> _Tarefa do exercício 1_
Transcreva fielmente a passagem do trecho selecionado situada entre "Como então coordenar" e "com a África.", inclusive.

> _Trecho selecionado_
----------

Porém andam muito bem curados e muito limpos. E naquilo me parece ainda mais que são como aves …. às quais faz o ar melhor … porque os corpos seus são tão limpos, tão gordos e formosos, que não pode mais ser.” Carta de Pero Vaz de Caminha em maio de 1500 ao avistar homens da terra denominada Ilha de Vera Cruz.

Trezentos anos depois, entre 1820 a por volta de 1835, dois intelectuais de São Paulo refletem e trabalham para decidir o que seria melhor para os povos indígenas e o uso da terra. E trinta anos depois um grande proprietário luta para proteger suas terras, o Barão de Itapetininga.

O General José Arouche de Toledo Rendon estudou direito em Coimbra. Foi deputado, após a Independência; primeiro diretor da Faculdade de Direito do Largo de São Francisco de 1828 a 1833. Era de conhecimento geral que desde meados do século XVI na capitania de São Paulo estavam os Guaianás em Piratininga, do tupi “peixe seco”. Mudaram-se para subúrbios fundando Aldeias como São Miguel e Pinheiros. E que a maior parte dos moradores era formada por gente mestiça oriunda do gentio.

Como então coordenar as aldeias distantes do interior e do litoral com brancos, mestiços e as aldeias próximas? Segundo escreve Arouche seriam necessários princípios e regras gerais para achar meios de tirar proveito da civilização dos índios e seus territórios, dando braços à agricultura e aliviando a necessidade do negro do comércio de escravos com a África.

O plano de Arouche em 1823 dizia: “Convém extinguir para sempre o bárbaro costume de atacar os índios como inimigos; convém em toda a ocasião tratá-los bem; convém aldeá-los um pouco perto de nossas povoações para ensinar cultivo e convém separar-lhes os filhos entregando a boas famílias que os saibam educar, e que em prêmio lucrem os seus serviços até certa idade.”

O Largo que recebeu seu nome era o antigo Largo da Legião ou da Artilharia, depois batizado de Arouche.

O intelectual José Bonifácio de Andrade e Silva, nascido em Santos, formou-se também em Coimbra concluindo estudos jurídicos, matemática e filosofia natural. Pesquisou mineralogia, química e geognosia ou estudos da terra.

----------

> _Entradas disponíveis_
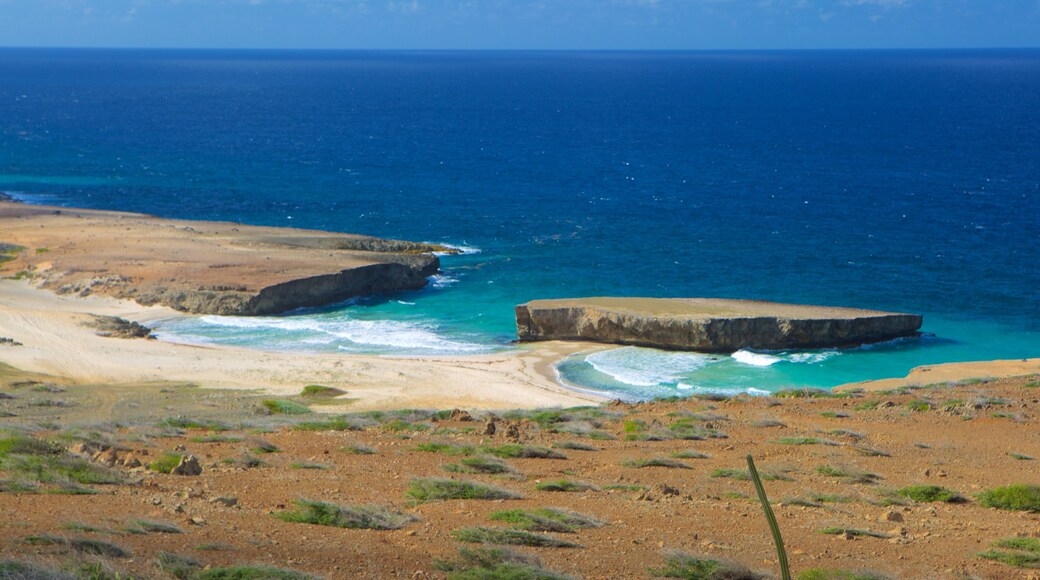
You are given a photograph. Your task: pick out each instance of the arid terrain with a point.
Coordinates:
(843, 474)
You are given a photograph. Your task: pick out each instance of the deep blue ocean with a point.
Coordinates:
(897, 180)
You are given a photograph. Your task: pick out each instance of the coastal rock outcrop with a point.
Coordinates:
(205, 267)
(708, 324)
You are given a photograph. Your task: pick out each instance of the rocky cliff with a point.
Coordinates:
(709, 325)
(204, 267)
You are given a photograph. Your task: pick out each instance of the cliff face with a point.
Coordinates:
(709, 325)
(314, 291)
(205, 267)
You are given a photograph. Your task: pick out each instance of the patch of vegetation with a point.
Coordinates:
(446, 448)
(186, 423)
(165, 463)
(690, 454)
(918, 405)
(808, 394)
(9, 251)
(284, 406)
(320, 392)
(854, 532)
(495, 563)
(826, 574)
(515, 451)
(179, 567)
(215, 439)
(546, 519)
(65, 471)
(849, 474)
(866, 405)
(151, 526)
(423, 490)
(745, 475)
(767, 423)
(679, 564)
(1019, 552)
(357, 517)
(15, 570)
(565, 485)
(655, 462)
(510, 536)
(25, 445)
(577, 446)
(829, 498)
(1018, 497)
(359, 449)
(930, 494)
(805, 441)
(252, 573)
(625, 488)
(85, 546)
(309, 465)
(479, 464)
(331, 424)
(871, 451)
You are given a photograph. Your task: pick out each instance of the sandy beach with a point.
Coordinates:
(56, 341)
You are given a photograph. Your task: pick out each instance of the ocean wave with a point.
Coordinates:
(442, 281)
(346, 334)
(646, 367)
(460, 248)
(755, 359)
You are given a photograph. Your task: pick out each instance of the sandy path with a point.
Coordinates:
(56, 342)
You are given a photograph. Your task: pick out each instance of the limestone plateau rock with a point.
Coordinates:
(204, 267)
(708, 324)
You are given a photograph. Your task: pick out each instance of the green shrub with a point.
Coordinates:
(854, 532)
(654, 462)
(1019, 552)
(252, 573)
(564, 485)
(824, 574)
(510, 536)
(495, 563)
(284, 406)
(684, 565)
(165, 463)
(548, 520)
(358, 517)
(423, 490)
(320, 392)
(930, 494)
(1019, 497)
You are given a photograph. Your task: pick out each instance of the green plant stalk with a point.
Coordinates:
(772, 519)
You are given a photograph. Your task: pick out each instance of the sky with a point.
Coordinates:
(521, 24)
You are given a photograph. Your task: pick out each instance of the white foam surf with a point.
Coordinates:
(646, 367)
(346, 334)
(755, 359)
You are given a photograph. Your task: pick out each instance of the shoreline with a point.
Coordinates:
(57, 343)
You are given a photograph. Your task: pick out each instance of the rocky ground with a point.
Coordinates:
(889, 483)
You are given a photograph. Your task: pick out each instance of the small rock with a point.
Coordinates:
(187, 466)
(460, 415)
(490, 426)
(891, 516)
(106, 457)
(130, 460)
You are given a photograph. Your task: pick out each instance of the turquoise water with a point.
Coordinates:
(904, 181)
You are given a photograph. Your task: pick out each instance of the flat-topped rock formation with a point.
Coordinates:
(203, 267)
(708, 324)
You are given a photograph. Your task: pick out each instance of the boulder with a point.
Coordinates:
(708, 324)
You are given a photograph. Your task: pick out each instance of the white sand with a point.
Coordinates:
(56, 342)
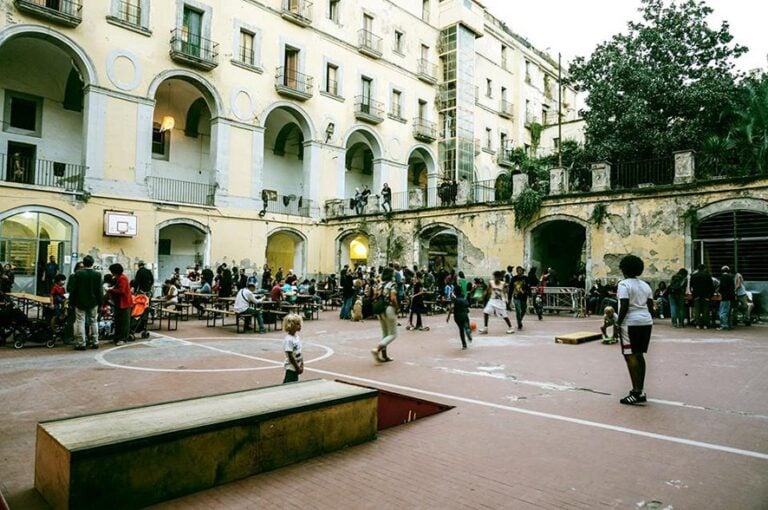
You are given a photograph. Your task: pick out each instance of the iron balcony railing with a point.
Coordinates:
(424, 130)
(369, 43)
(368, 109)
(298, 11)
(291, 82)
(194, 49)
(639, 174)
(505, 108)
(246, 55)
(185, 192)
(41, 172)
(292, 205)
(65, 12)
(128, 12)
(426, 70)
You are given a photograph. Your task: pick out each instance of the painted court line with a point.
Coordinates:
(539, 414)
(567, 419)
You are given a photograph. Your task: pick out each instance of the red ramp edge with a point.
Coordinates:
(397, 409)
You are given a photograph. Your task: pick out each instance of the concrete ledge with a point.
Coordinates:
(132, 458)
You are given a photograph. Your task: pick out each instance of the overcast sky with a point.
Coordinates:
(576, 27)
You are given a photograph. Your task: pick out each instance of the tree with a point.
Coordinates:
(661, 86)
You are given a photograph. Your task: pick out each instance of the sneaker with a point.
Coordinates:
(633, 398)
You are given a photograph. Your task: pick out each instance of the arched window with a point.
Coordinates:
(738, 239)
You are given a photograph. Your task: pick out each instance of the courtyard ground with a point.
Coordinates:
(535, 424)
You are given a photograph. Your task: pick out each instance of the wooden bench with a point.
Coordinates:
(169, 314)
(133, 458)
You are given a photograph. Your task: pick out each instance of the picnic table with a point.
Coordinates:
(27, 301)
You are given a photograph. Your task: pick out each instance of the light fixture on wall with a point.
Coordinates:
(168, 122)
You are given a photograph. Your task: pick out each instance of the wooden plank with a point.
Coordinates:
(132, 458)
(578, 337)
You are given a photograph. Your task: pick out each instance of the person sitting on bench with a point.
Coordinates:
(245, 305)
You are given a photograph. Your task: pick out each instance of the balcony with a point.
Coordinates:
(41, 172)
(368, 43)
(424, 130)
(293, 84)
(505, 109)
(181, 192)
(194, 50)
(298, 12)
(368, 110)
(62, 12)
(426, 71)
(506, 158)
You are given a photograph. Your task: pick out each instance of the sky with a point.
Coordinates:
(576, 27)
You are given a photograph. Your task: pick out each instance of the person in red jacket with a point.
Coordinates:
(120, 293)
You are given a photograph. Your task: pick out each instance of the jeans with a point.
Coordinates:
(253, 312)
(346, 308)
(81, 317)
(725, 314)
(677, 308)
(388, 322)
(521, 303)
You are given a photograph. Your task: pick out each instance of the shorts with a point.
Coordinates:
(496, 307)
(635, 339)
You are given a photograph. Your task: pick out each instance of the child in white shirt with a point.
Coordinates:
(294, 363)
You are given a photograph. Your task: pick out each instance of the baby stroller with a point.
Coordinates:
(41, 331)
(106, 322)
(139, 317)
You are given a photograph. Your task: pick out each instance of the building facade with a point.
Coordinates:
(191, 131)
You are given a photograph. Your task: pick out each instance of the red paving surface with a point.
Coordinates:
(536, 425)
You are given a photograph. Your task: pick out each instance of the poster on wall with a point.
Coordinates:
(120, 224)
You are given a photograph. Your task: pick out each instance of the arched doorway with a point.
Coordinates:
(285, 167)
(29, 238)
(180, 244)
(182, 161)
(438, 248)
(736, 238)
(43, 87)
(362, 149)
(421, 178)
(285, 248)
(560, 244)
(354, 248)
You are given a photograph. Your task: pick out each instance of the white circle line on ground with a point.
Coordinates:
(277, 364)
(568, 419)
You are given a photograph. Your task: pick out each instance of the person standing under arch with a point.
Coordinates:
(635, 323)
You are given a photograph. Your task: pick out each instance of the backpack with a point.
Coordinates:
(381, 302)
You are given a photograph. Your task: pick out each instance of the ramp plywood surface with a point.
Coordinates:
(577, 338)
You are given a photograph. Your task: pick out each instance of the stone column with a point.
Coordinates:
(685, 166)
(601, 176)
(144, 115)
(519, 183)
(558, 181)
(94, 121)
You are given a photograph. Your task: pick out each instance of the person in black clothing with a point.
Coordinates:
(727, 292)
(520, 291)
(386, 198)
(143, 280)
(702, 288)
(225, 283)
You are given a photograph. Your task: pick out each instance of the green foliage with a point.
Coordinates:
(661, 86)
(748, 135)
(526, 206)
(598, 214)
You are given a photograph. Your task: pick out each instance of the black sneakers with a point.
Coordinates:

----------

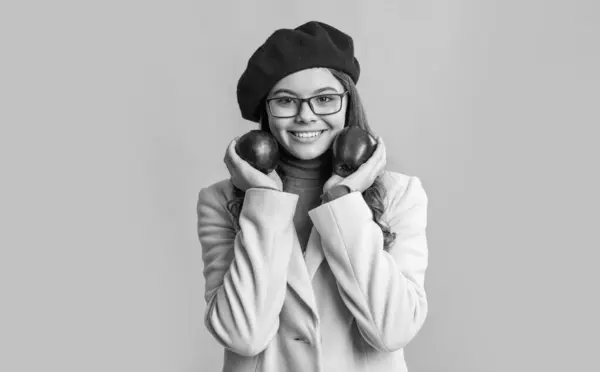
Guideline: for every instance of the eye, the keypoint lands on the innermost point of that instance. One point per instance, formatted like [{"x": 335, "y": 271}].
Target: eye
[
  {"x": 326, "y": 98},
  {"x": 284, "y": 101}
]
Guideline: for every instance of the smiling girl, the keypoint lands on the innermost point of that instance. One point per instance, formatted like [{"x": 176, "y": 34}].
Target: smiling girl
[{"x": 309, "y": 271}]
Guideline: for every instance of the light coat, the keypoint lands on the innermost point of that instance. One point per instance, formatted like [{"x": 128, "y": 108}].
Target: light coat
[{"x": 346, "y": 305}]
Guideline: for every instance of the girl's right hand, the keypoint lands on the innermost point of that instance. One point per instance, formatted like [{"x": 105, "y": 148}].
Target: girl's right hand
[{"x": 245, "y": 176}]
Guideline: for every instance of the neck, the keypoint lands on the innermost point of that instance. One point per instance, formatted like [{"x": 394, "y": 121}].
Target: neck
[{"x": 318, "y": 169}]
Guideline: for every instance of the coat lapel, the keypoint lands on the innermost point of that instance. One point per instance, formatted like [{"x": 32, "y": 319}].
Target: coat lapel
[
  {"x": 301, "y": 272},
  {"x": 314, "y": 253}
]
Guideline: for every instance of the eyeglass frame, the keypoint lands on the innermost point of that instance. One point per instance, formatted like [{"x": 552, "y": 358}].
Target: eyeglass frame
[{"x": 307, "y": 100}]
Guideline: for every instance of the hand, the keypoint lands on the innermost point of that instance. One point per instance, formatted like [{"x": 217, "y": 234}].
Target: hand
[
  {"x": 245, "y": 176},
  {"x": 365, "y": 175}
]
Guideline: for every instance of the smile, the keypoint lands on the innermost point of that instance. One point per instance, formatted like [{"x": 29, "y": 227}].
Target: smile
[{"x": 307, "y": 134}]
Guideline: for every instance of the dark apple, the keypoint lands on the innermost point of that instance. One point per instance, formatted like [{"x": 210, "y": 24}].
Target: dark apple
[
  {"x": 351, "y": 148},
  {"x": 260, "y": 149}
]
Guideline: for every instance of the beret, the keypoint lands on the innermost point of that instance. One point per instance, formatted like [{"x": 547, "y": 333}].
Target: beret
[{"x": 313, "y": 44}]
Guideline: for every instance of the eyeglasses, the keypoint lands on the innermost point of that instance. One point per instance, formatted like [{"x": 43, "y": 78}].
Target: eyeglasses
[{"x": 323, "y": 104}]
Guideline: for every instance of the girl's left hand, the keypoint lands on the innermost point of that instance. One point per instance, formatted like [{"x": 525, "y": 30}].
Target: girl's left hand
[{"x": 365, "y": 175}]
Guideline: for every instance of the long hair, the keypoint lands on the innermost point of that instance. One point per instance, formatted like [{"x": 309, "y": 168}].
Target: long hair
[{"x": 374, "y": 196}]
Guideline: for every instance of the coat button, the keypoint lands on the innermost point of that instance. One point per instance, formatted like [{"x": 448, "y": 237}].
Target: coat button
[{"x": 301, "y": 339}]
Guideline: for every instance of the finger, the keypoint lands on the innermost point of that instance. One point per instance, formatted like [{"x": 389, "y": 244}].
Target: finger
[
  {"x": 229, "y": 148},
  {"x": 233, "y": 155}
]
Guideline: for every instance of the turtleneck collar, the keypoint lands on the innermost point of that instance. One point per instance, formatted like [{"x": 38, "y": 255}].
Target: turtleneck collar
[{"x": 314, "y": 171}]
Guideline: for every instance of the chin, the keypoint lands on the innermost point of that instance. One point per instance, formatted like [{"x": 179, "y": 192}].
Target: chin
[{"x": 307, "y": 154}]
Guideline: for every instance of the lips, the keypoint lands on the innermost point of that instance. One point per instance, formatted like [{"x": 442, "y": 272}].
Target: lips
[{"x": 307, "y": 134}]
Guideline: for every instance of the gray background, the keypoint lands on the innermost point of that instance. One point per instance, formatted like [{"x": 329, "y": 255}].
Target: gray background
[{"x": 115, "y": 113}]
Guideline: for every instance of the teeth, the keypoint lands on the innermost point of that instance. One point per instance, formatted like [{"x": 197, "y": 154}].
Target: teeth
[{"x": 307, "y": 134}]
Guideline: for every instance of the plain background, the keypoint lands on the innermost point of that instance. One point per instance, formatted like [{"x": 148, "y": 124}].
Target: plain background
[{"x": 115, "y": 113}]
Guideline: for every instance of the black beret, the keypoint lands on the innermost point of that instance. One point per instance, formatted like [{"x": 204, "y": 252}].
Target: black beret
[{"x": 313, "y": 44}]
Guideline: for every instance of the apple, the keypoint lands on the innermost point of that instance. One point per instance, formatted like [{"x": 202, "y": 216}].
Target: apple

----------

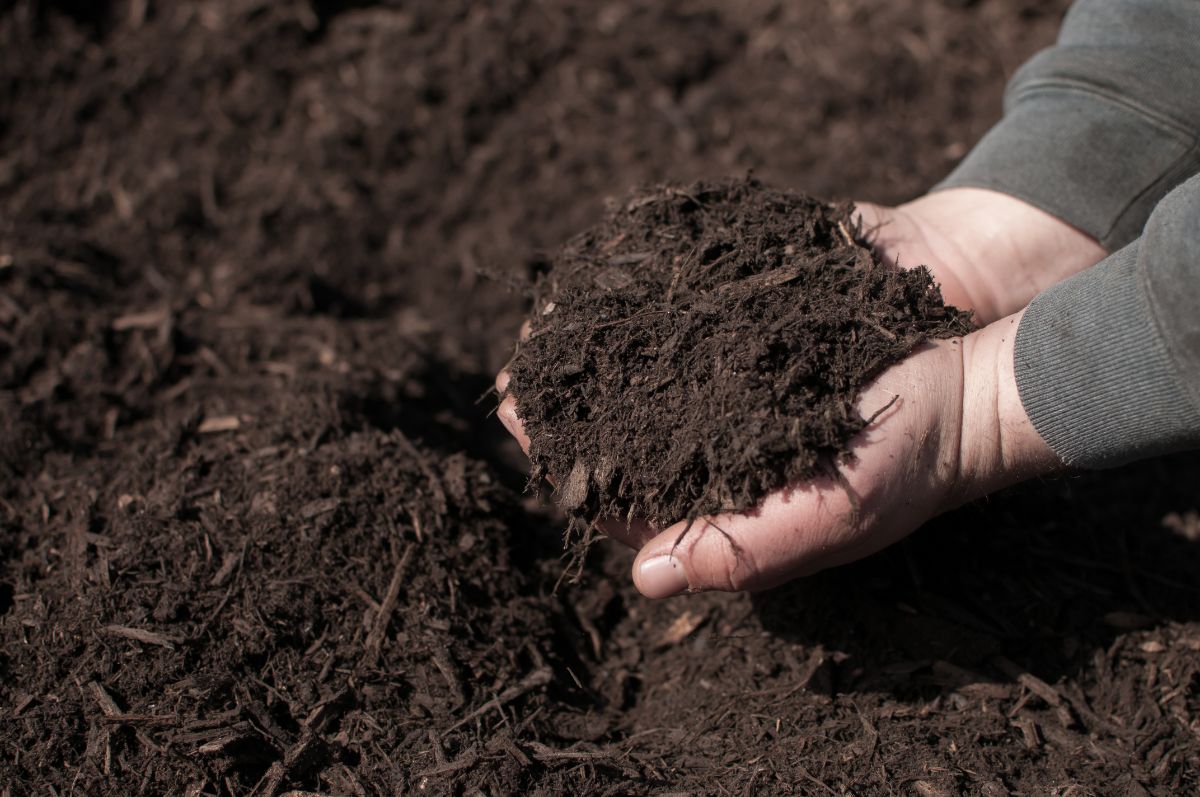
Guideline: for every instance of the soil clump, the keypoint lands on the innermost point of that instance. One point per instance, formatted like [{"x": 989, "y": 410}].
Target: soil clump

----------

> _Tarefa do exercício 2_
Conte as linhas das entradas acima que contêm a palavra "girl" e informe somente o número obtido.

> _Resposta completa 1_
Como então coordenar as aldeias distantes do interior e do litoral com brancos, mestiços e as aldeias próximas? Segundo escreve Arouche seriam necessários princípios e regras gerais para achar meios de tirar proveito da civilização dos índios e seus territórios, dando braços à agricultura e aliviando a necessidade do negro do comércio de escravos com a África.

> _Resposta completa 2_
6